──────── EXCERPTED RECORDS

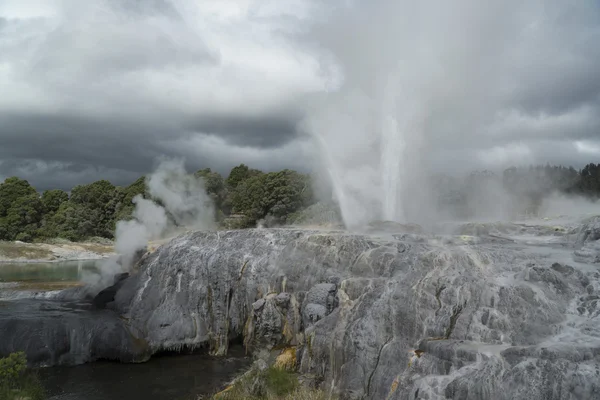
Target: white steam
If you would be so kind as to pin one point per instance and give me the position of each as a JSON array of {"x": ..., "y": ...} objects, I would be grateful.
[
  {"x": 426, "y": 84},
  {"x": 184, "y": 204}
]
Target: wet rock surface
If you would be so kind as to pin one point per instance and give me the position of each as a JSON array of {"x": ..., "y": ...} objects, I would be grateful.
[
  {"x": 512, "y": 313},
  {"x": 399, "y": 316}
]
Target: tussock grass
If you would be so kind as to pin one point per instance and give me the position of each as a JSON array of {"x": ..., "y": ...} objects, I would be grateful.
[
  {"x": 11, "y": 250},
  {"x": 16, "y": 382},
  {"x": 270, "y": 384}
]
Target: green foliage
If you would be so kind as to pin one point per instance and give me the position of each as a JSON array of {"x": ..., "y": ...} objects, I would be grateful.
[
  {"x": 240, "y": 174},
  {"x": 125, "y": 207},
  {"x": 52, "y": 199},
  {"x": 12, "y": 189},
  {"x": 249, "y": 195},
  {"x": 12, "y": 368},
  {"x": 275, "y": 194},
  {"x": 270, "y": 384},
  {"x": 16, "y": 382}
]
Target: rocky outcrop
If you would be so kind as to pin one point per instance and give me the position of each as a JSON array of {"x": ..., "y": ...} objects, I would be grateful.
[{"x": 399, "y": 316}]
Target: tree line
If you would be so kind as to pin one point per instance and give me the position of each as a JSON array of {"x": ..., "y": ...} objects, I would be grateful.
[
  {"x": 92, "y": 210},
  {"x": 247, "y": 196}
]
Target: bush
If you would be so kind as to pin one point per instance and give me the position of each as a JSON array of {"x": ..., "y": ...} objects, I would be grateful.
[
  {"x": 270, "y": 384},
  {"x": 16, "y": 382}
]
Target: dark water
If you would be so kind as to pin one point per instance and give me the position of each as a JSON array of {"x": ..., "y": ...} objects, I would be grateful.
[
  {"x": 173, "y": 377},
  {"x": 66, "y": 271}
]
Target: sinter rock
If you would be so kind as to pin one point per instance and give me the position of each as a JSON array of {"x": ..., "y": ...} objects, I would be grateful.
[{"x": 389, "y": 317}]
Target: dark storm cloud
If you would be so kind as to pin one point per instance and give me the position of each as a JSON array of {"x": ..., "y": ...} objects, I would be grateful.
[{"x": 100, "y": 89}]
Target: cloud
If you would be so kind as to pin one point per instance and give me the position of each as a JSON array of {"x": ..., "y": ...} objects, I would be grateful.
[
  {"x": 452, "y": 86},
  {"x": 100, "y": 89},
  {"x": 108, "y": 86}
]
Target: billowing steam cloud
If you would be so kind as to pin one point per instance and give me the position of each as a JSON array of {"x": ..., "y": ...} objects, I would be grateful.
[
  {"x": 184, "y": 204},
  {"x": 429, "y": 84}
]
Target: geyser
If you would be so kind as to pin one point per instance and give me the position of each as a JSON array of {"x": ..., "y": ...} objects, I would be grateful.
[{"x": 428, "y": 88}]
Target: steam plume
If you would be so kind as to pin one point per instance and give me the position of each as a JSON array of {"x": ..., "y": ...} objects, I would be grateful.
[{"x": 182, "y": 197}]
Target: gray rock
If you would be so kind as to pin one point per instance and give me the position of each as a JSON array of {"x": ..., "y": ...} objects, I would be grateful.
[{"x": 406, "y": 317}]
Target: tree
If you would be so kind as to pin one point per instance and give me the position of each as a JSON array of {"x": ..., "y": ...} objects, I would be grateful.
[
  {"x": 52, "y": 199},
  {"x": 125, "y": 208},
  {"x": 24, "y": 217},
  {"x": 277, "y": 194},
  {"x": 10, "y": 190},
  {"x": 240, "y": 174},
  {"x": 100, "y": 200}
]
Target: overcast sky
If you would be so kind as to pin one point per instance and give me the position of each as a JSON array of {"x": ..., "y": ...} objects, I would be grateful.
[{"x": 101, "y": 88}]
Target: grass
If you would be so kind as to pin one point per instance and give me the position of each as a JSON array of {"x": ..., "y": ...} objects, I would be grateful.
[
  {"x": 97, "y": 248},
  {"x": 17, "y": 250},
  {"x": 270, "y": 384},
  {"x": 16, "y": 381}
]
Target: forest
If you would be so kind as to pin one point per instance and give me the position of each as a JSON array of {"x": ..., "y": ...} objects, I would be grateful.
[{"x": 247, "y": 196}]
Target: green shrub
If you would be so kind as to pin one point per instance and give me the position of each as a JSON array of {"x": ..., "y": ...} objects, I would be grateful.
[
  {"x": 16, "y": 382},
  {"x": 270, "y": 384}
]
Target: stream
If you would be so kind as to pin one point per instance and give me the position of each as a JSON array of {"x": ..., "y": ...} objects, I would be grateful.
[{"x": 167, "y": 376}]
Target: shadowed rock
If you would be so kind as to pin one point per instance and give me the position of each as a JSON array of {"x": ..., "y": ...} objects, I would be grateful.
[{"x": 390, "y": 317}]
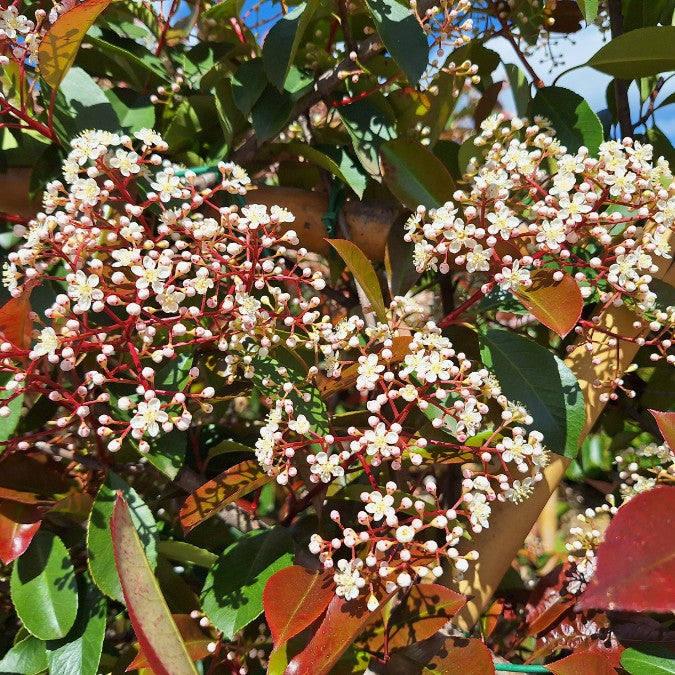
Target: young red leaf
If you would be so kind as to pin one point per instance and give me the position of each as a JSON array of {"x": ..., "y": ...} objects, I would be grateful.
[
  {"x": 226, "y": 488},
  {"x": 666, "y": 422},
  {"x": 196, "y": 641},
  {"x": 15, "y": 323},
  {"x": 556, "y": 304},
  {"x": 293, "y": 598},
  {"x": 636, "y": 562},
  {"x": 18, "y": 525},
  {"x": 155, "y": 629},
  {"x": 343, "y": 622},
  {"x": 363, "y": 272},
  {"x": 587, "y": 663},
  {"x": 463, "y": 656}
]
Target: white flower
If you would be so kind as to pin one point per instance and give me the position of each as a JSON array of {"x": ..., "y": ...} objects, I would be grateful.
[
  {"x": 152, "y": 273},
  {"x": 83, "y": 289},
  {"x": 125, "y": 162},
  {"x": 149, "y": 416},
  {"x": 348, "y": 579},
  {"x": 300, "y": 425},
  {"x": 168, "y": 185},
  {"x": 327, "y": 467},
  {"x": 368, "y": 372},
  {"x": 380, "y": 506},
  {"x": 47, "y": 344}
]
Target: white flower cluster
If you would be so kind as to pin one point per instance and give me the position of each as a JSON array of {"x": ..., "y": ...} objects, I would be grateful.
[{"x": 532, "y": 205}]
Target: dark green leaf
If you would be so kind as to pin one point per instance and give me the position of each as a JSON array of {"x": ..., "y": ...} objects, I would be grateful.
[
  {"x": 99, "y": 541},
  {"x": 27, "y": 657},
  {"x": 79, "y": 652},
  {"x": 571, "y": 117},
  {"x": 282, "y": 41},
  {"x": 520, "y": 88},
  {"x": 271, "y": 112},
  {"x": 648, "y": 660},
  {"x": 233, "y": 591},
  {"x": 43, "y": 587},
  {"x": 402, "y": 36},
  {"x": 531, "y": 375},
  {"x": 248, "y": 83},
  {"x": 414, "y": 174},
  {"x": 639, "y": 53},
  {"x": 370, "y": 122}
]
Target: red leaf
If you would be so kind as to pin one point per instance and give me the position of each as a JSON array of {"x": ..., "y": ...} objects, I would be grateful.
[
  {"x": 582, "y": 662},
  {"x": 152, "y": 622},
  {"x": 463, "y": 656},
  {"x": 343, "y": 622},
  {"x": 195, "y": 639},
  {"x": 226, "y": 488},
  {"x": 15, "y": 323},
  {"x": 18, "y": 525},
  {"x": 556, "y": 304},
  {"x": 636, "y": 562},
  {"x": 294, "y": 598},
  {"x": 666, "y": 422}
]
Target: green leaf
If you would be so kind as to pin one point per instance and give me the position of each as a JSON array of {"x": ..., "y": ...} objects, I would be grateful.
[
  {"x": 402, "y": 36},
  {"x": 531, "y": 375},
  {"x": 233, "y": 591},
  {"x": 571, "y": 117},
  {"x": 27, "y": 657},
  {"x": 155, "y": 629},
  {"x": 520, "y": 88},
  {"x": 248, "y": 83},
  {"x": 184, "y": 552},
  {"x": 370, "y": 122},
  {"x": 271, "y": 112},
  {"x": 639, "y": 53},
  {"x": 363, "y": 272},
  {"x": 99, "y": 541},
  {"x": 589, "y": 8},
  {"x": 282, "y": 42},
  {"x": 8, "y": 424},
  {"x": 648, "y": 660},
  {"x": 414, "y": 174},
  {"x": 79, "y": 652},
  {"x": 43, "y": 587},
  {"x": 61, "y": 42}
]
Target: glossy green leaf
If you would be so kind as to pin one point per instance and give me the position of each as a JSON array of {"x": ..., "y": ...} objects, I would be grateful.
[
  {"x": 282, "y": 42},
  {"x": 531, "y": 375},
  {"x": 59, "y": 45},
  {"x": 589, "y": 8},
  {"x": 43, "y": 587},
  {"x": 79, "y": 652},
  {"x": 414, "y": 174},
  {"x": 235, "y": 482},
  {"x": 402, "y": 36},
  {"x": 99, "y": 541},
  {"x": 370, "y": 122},
  {"x": 571, "y": 117},
  {"x": 639, "y": 53},
  {"x": 181, "y": 551},
  {"x": 26, "y": 657},
  {"x": 151, "y": 619},
  {"x": 520, "y": 88},
  {"x": 233, "y": 591},
  {"x": 363, "y": 272},
  {"x": 648, "y": 660},
  {"x": 270, "y": 113}
]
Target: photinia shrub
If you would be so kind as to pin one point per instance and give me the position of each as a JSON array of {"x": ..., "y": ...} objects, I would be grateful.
[{"x": 306, "y": 326}]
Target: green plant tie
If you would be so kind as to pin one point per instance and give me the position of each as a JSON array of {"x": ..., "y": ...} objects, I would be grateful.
[{"x": 335, "y": 200}]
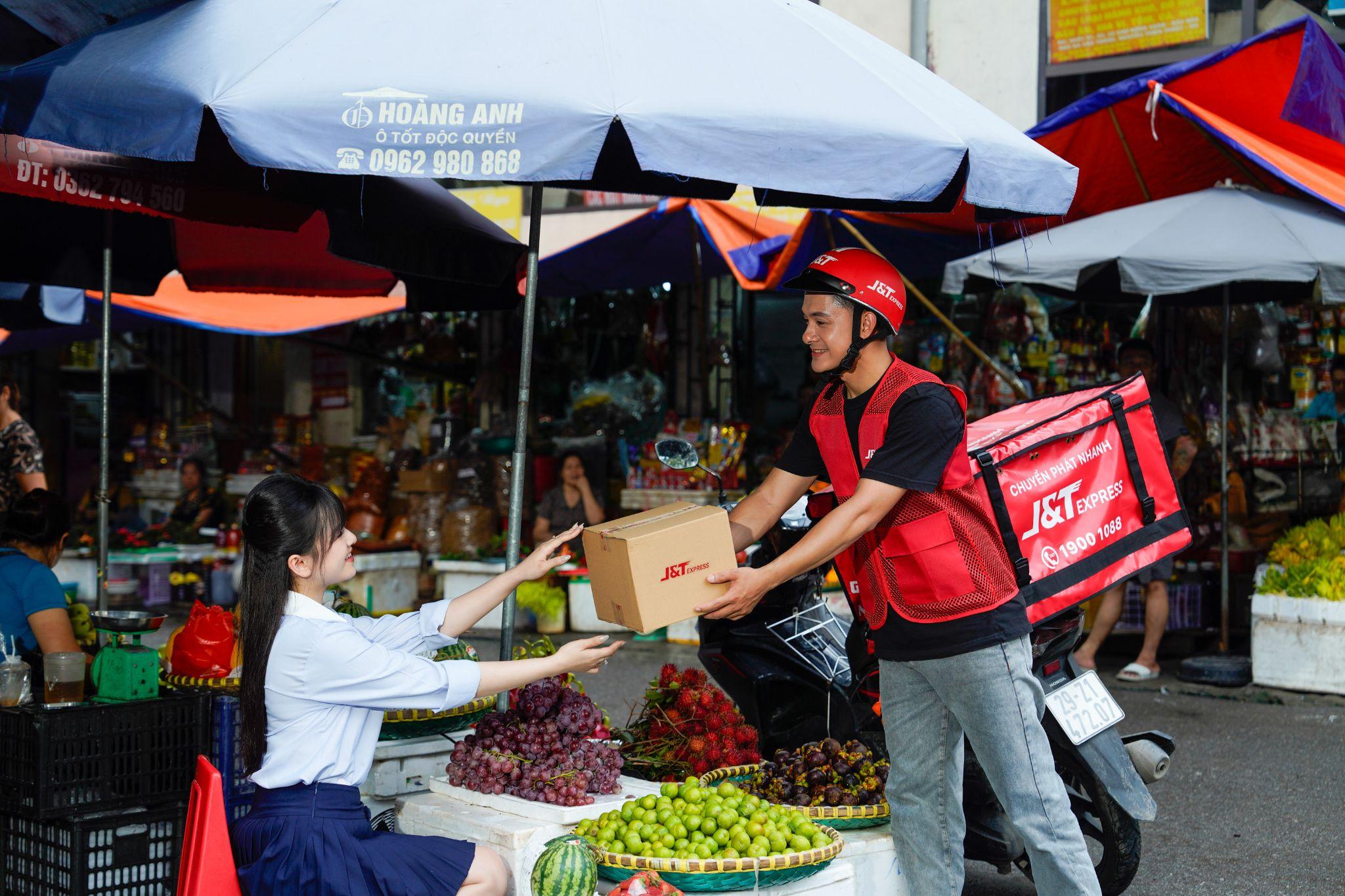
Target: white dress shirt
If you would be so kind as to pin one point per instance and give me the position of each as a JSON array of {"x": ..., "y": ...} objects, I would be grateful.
[{"x": 330, "y": 679}]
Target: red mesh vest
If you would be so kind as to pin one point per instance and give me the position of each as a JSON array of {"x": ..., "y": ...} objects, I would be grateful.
[{"x": 937, "y": 557}]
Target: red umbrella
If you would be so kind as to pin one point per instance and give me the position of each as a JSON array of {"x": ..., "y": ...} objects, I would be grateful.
[{"x": 1266, "y": 112}]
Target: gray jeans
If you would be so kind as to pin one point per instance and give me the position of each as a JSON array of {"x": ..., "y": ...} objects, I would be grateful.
[{"x": 992, "y": 696}]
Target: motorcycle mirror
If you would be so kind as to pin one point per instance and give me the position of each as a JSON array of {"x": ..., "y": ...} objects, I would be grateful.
[{"x": 678, "y": 454}]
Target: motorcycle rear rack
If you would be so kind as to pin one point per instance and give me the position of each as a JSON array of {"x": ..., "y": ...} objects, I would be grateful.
[{"x": 817, "y": 637}]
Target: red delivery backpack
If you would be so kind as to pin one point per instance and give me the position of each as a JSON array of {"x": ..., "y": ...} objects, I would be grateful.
[{"x": 1080, "y": 489}]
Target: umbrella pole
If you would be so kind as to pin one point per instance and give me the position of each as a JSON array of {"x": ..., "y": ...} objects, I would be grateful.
[
  {"x": 525, "y": 378},
  {"x": 1223, "y": 490},
  {"x": 105, "y": 375}
]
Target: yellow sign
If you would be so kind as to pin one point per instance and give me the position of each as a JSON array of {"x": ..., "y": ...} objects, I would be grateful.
[
  {"x": 500, "y": 205},
  {"x": 1091, "y": 28}
]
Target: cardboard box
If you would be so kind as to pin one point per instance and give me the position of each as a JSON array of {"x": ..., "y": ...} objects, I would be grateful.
[{"x": 650, "y": 570}]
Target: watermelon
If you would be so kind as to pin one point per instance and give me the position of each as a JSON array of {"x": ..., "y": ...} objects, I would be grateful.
[
  {"x": 646, "y": 883},
  {"x": 565, "y": 868}
]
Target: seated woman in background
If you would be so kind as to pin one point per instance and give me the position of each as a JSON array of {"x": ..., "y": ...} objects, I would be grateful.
[
  {"x": 571, "y": 503},
  {"x": 200, "y": 504},
  {"x": 123, "y": 504},
  {"x": 33, "y": 605}
]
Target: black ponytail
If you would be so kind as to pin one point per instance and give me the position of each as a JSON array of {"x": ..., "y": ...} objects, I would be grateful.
[{"x": 283, "y": 516}]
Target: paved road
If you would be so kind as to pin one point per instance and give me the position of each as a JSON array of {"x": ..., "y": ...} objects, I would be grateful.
[{"x": 1252, "y": 803}]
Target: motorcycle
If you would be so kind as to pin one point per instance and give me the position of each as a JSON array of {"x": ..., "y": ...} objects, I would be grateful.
[{"x": 799, "y": 672}]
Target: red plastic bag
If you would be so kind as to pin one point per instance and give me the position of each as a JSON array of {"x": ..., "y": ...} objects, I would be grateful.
[{"x": 205, "y": 647}]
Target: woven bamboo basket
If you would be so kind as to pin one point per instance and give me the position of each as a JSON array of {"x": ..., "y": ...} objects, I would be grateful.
[
  {"x": 838, "y": 817},
  {"x": 718, "y": 875}
]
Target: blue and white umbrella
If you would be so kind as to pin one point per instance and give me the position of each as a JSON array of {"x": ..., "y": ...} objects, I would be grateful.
[{"x": 674, "y": 97}]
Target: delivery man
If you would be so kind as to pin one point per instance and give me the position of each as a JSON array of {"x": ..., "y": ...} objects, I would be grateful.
[{"x": 933, "y": 578}]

────────────────

=== WHAT IS EXPECTED ===
For this exercise, please output exactly the lines above starting at the line with "Target: wet rock surface" and ending at the line with "Target: dark storm cloud", ends included.

=== RESPONSE TO THIS TASK ===
Target: wet rock surface
If you would be so kind as to pin one point per instance and give me the position of each as a JSON array of {"x": ..., "y": ...} objects, I would be grateful.
[
  {"x": 512, "y": 313},
  {"x": 399, "y": 316}
]
Target: tussock grass
If you would be so kind as to pin one point per instance and give me the position of each as a JSON array of {"x": ..., "y": ...} objects, I would be grateful.
[
  {"x": 11, "y": 250},
  {"x": 16, "y": 382},
  {"x": 270, "y": 384}
]
Target: green foliage
If you would be so kind as to pin one point per instance and give me the position of each as a JSON array of {"x": ..., "y": ...} objects, I would be grateful.
[
  {"x": 240, "y": 174},
  {"x": 125, "y": 207},
  {"x": 52, "y": 199},
  {"x": 12, "y": 189},
  {"x": 249, "y": 195},
  {"x": 12, "y": 368},
  {"x": 275, "y": 194},
  {"x": 270, "y": 384},
  {"x": 16, "y": 382}
]
Target: rocky outcrop
If you would be so kind as to pin one point per instance and give me the position of each as a JSON array of {"x": ..., "y": ...} objects, I would be grateful.
[{"x": 399, "y": 316}]
Target: tree line
If you would be so kind as to pin one point per instance and give me the position of each as a JSON array of {"x": ..., "y": ...} objects, I would be grateful.
[
  {"x": 92, "y": 210},
  {"x": 247, "y": 196}
]
Target: bush
If you would be so kind as to pin one point per instance and give me the position of each as a JSON array of {"x": ..., "y": ...} objects, I would be grateful.
[
  {"x": 270, "y": 384},
  {"x": 16, "y": 382}
]
Target: dark water
If you would be so kind as to pin one point per instance and give me the position of each as a JSON array of {"x": ..., "y": ...} objects, I would be grateful.
[
  {"x": 173, "y": 377},
  {"x": 66, "y": 271}
]
Target: sinter rock
If you would be so kind as to pin one point per instance and give me the position of each as a JSON array of {"x": ..., "y": ...} objects, I would be grateful.
[{"x": 389, "y": 317}]
Target: dark storm cloud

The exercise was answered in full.